*WORK INSTRUCTION*:
Below are some records. Return exactly the lines from the one containing "the photo below." through the one containing "on shirt in the photo above.", both included, and only those.

....

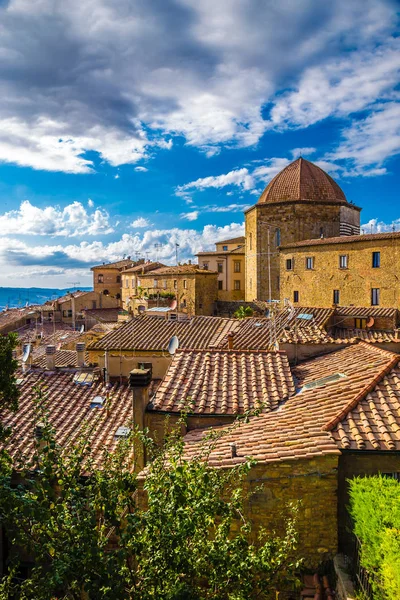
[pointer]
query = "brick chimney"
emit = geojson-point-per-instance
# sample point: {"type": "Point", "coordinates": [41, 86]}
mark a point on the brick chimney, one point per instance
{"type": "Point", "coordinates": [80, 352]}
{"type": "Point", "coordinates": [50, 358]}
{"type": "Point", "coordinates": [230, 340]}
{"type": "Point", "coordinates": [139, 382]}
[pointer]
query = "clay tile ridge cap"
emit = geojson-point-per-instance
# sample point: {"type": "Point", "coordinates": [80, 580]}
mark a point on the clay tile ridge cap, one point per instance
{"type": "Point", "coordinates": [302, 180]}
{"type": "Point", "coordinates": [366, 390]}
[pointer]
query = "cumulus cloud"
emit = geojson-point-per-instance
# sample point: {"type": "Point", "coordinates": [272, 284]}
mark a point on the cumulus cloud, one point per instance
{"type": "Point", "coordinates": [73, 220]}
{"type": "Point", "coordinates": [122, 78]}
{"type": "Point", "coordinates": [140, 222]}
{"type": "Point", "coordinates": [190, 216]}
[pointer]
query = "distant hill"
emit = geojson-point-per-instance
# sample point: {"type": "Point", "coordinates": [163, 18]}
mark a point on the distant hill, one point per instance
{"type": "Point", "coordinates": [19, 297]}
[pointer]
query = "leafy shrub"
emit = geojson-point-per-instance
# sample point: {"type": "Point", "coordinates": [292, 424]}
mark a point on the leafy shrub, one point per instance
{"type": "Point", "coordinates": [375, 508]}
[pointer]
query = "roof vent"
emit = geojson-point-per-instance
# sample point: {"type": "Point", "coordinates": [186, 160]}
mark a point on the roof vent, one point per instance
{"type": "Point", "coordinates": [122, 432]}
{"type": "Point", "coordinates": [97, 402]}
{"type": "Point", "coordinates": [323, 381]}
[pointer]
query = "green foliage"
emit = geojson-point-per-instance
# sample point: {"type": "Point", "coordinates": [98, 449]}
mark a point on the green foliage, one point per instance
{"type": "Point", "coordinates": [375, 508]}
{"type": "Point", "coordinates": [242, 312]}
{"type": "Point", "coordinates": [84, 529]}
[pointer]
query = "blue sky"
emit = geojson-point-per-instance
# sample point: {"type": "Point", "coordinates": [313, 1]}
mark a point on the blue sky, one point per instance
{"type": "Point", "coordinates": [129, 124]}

....

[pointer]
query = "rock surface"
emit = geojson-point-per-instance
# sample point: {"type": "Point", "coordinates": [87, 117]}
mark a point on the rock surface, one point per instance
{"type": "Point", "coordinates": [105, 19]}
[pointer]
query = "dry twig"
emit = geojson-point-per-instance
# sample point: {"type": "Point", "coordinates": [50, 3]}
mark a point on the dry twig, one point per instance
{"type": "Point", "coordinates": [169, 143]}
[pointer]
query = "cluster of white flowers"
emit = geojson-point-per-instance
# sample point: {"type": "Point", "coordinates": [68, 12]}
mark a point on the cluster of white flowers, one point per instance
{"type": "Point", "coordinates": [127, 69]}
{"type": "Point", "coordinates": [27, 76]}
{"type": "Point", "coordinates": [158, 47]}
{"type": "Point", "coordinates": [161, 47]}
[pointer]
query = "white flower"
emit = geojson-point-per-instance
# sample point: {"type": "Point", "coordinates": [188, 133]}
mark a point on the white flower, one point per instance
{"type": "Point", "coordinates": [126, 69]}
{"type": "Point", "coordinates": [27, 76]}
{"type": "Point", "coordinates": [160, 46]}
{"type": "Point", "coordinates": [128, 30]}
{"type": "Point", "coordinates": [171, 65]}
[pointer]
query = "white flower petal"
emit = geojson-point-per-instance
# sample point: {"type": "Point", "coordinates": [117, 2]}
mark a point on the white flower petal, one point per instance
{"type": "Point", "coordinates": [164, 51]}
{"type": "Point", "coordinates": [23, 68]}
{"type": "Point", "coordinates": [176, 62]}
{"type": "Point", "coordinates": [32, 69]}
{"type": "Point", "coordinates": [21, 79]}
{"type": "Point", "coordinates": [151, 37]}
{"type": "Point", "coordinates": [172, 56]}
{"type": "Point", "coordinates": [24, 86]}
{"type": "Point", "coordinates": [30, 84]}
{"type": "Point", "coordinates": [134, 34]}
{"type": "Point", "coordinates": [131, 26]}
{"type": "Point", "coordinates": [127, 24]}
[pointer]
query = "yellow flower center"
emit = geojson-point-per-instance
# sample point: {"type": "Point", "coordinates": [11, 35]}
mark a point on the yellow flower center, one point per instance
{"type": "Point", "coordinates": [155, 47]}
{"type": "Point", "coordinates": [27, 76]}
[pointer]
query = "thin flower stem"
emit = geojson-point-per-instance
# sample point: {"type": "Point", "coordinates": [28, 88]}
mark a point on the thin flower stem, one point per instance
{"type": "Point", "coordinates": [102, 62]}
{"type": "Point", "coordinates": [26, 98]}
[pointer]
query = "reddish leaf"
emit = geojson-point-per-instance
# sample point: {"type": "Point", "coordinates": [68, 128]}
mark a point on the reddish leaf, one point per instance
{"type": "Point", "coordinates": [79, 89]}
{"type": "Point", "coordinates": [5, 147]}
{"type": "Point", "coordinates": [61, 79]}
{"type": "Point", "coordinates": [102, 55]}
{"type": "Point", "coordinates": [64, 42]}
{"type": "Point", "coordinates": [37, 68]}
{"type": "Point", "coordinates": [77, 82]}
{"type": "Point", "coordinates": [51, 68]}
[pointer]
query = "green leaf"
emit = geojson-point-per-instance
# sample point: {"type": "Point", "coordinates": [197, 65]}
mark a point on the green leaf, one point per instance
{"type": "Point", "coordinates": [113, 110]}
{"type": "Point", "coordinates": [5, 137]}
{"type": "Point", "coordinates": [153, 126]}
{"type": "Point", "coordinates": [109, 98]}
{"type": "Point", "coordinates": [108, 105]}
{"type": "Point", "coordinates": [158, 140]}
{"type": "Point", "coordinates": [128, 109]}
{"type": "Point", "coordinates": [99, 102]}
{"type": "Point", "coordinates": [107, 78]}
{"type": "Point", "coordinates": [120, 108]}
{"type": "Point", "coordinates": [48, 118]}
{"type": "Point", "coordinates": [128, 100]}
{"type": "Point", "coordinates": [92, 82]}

....

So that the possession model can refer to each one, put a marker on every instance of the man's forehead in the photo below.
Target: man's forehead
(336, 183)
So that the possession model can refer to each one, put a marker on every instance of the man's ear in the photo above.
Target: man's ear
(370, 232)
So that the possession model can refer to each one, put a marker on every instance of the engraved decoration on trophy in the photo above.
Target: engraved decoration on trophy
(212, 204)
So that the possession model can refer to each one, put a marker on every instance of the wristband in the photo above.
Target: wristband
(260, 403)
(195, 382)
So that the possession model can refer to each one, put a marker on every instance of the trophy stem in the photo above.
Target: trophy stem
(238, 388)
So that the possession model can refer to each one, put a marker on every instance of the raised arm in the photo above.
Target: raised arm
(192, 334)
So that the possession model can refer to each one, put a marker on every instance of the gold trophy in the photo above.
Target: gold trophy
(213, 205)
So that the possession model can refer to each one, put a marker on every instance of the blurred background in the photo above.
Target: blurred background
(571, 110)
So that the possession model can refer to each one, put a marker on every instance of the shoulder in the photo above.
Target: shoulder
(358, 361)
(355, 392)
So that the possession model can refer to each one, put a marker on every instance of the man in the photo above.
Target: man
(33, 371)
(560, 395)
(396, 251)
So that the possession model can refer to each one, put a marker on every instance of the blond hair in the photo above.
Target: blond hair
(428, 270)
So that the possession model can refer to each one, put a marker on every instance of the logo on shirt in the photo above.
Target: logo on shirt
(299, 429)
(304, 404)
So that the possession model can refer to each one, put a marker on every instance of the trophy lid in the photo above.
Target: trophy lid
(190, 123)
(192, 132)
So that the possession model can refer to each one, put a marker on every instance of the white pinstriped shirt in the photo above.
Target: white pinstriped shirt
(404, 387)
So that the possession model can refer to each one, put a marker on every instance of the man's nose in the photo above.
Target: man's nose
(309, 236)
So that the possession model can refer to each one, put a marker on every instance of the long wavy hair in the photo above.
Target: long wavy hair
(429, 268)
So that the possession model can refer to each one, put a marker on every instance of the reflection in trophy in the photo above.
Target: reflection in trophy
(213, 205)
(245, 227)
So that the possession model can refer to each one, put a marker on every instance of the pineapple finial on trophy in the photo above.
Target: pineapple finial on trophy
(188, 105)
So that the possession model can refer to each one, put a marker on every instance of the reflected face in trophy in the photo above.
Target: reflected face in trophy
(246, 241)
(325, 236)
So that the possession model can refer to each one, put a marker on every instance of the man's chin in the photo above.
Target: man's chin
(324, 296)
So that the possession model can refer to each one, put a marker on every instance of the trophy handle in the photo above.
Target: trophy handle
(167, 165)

....

*ANSWER FOR THIS EXERCISE*:
So that the possession model can refer to each one, put a marker on every instance of the man's forehead in the photo below.
Target: man's forehead
(336, 183)
So that the possession model can refer to each one, put a marker on every instance of the man's ear in the photo above.
Target: man's ear
(370, 232)
So that the possession model can refer to each one, put a marker on every instance of the engraved decoration on trophy in the photo above.
Target: engraved decoration on trophy
(212, 204)
So that the possession model can refer to each one, put a marker on every instance of the wristband in the photo above.
Target: wristband
(260, 403)
(195, 382)
So that the possession model can refer to each one, put a marker on every instance of the trophy stem in the photo above.
Target: trophy stem
(238, 388)
So that the possession model can refer to each one, put a marker on every instance of the raised arm in the photo above.
Target: raised arm
(192, 334)
So that the possession model can refer to each one, put a marker on every instance of the gold trophy in the photo above.
Target: gold trophy
(213, 205)
So that the possession model can refer to each one, put a marker on every instance of the blurred background in the photo above.
Target: blurred background
(571, 110)
So that the possession model can refer to each one, put a marker on every instance of the shoulder in the photo above.
Target: shoulder
(358, 361)
(355, 392)
So that the possession model can refer to each one, put a marker on every instance of the man in the photo above.
Target: man
(33, 371)
(560, 395)
(396, 251)
So that the possession model can refer to each one, put a marker on every instance of the blond hair in the photo above.
Target: blond hair
(428, 270)
So that the possession model can refer to each one, put a marker on every instance of the logo on shirt in the photo above.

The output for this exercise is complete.